* BRIEF: Leave the pictures out. Return all other data exactly.

* DATA ROWS:
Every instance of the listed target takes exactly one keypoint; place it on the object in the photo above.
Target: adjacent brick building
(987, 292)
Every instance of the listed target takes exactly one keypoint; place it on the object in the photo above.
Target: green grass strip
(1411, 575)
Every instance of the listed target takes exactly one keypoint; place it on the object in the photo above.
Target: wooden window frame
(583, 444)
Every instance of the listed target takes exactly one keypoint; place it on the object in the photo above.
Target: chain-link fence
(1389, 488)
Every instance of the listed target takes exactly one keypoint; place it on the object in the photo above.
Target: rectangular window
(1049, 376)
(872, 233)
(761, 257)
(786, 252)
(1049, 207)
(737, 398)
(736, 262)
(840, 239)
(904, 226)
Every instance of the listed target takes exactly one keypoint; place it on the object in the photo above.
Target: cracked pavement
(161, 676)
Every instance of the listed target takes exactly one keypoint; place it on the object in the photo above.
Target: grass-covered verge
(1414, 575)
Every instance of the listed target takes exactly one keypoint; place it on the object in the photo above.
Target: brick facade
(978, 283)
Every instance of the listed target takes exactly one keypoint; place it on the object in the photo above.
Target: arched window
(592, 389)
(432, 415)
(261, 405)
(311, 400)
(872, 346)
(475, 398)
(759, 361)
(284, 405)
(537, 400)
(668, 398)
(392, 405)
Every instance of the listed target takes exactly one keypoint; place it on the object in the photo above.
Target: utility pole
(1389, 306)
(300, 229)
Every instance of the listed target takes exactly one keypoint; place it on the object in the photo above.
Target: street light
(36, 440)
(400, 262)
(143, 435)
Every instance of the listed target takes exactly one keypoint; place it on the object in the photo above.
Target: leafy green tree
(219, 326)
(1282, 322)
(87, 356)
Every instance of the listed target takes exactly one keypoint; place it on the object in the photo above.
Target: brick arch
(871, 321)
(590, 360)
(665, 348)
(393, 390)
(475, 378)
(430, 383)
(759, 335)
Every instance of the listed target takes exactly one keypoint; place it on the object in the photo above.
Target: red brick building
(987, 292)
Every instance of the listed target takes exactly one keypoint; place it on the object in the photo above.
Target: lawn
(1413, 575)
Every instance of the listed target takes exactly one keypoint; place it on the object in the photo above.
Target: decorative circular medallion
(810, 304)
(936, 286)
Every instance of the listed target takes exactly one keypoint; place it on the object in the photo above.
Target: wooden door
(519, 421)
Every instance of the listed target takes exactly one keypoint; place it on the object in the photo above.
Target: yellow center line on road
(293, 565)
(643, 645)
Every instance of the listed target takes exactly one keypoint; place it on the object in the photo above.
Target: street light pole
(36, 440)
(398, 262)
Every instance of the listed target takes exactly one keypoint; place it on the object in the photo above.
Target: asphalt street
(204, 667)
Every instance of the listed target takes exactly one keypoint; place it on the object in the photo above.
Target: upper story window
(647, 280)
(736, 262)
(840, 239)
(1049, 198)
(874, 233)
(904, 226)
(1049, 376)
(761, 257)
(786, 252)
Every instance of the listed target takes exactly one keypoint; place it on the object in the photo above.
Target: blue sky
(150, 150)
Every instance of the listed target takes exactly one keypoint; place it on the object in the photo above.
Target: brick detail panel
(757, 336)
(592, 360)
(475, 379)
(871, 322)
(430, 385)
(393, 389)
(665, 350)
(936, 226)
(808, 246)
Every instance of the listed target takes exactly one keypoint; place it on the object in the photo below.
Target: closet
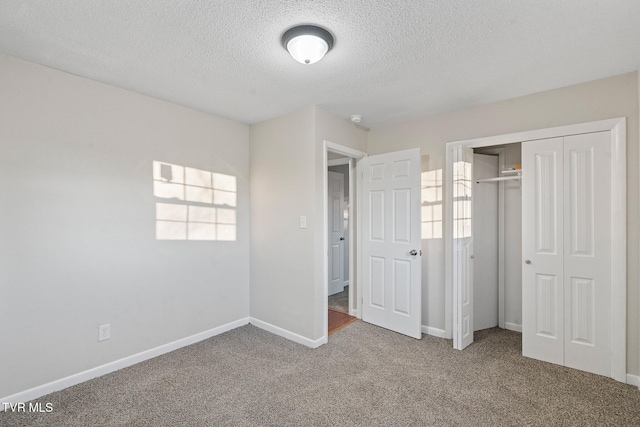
(567, 251)
(564, 283)
(496, 215)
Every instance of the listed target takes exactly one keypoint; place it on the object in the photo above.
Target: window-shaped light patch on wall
(431, 187)
(461, 200)
(199, 205)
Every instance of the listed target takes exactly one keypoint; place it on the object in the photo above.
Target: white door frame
(351, 157)
(617, 127)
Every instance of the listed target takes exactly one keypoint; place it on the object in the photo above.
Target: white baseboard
(36, 392)
(633, 380)
(516, 327)
(287, 334)
(435, 332)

* SOLUTION TO THE PROBLEM:
Every instance of the listed target takes exactly one keypoint; place it on the object in the photo above.
Target: adjacent brick building
(987, 292)
Every instance of the listed target takes exactly one keypoint; place it on the object in the photo above.
Target: green grass strip
(1411, 575)
Every instance of the listed target takes exactly one keypoint; place it on the object in the photo above.
Target: wooden window frame
(583, 444)
Every instance of the listed target takes exactly one keypoint; place it on the object in the photo above.
Target: chain-link fence
(1389, 488)
Every instance of the listed target takes exactly one keypoint; place it on the object in the photo above.
Target: rectangular window
(1049, 376)
(872, 233)
(761, 257)
(786, 252)
(1049, 207)
(737, 398)
(736, 262)
(840, 239)
(904, 226)
Every instance of the listed target takes exactly one keypoint; place it on the object in the photo above.
Target: cracked pavement
(161, 676)
Every instance of the listed target takes exactly one keypoint; place it on the object in the photo above.
Target: grass-covered verge
(1414, 575)
Every instance of the listed target takes exactly one keypoint; place it on the object in the photo above.
Target: brick facade
(978, 283)
Every instance of the listed target takes exactly one keypoint; place it on the object in the photo above.
Target: arched window
(592, 389)
(432, 415)
(261, 405)
(311, 400)
(872, 346)
(475, 398)
(759, 361)
(284, 405)
(537, 400)
(668, 398)
(392, 405)
Every instance of the listed target takes exactly one keypoint; place it on the object in the photo above.
Target: utility pole
(1389, 306)
(300, 229)
Every instance of the listed target takes exactly one keypoint; place it on the object in the photo above.
Target: street light
(36, 440)
(400, 262)
(143, 435)
Every instance of the listed target takes exactly one keypoint; place it on the object in the photo above.
Target: leafy green tree
(219, 326)
(1282, 322)
(87, 356)
Every instance of the listed target takes exactly one keypoint; place it on the object in the photo above.
Target: brick arch
(871, 321)
(590, 360)
(665, 348)
(393, 390)
(475, 378)
(430, 383)
(759, 335)
Every instance of the listed target takes exactly one keypoint; place it on the object in the photo above.
Target: red brick building
(987, 292)
Every instance of the listed target takes exactly one keypoint; place it on the object in the photo above.
Target: lawn
(1413, 575)
Every instance of the listed target takes exactly one keypoint; place it on the object in the photo above.
Target: decorative circular medallion
(810, 304)
(936, 286)
Every instance of the listed target takes exactly one keypoint; place it on the object in the photo above.
Target: wooden door
(519, 421)
Every instance of the listed target takes exactly one keypoint; place it on the object in the photo above.
Target: yellow center line on road
(293, 565)
(643, 645)
Every instance of the listed target takes exactly one keypoint; place it on the object in the photo above.
Target: street light pole
(36, 440)
(398, 262)
Every instance of the listed target takes exactly one keypoint; place it on the object in the photo above.
Target: asphalt street
(204, 667)
Every instance of the listed target takes exactly one keypoint; place it on the object in the photo above.
Target: upper story window
(647, 280)
(736, 262)
(840, 239)
(1049, 198)
(874, 233)
(904, 226)
(1049, 376)
(761, 257)
(786, 252)
Every instance of the listed target takes exactly one keypoint; place it on the object in the photo above.
Target: blue sky
(150, 150)
Every instance of the listed target takes exactly one keypoint; place it on the object in the photo above.
Target: brick detail panel
(757, 336)
(592, 360)
(475, 379)
(871, 322)
(430, 385)
(393, 389)
(665, 350)
(936, 226)
(808, 246)
Every instance of the listed target takes exactly one keypoint; place it on the object in the photo below.
Target: closet
(567, 251)
(564, 283)
(496, 215)
Every instance of the listed target takes exactly one keypoint; place it on the object in the photo above.
Target: window-shaped light patch on wall
(431, 187)
(461, 200)
(199, 205)
Every instance of the listed target takes exactly one keypoint; place it on the object in the photo above.
Target: white door frame
(351, 157)
(617, 127)
Every instance of the listed target takes exactly one keypoint; place it on the object in the photo above.
Target: white baseboard
(36, 392)
(633, 380)
(516, 327)
(287, 334)
(435, 332)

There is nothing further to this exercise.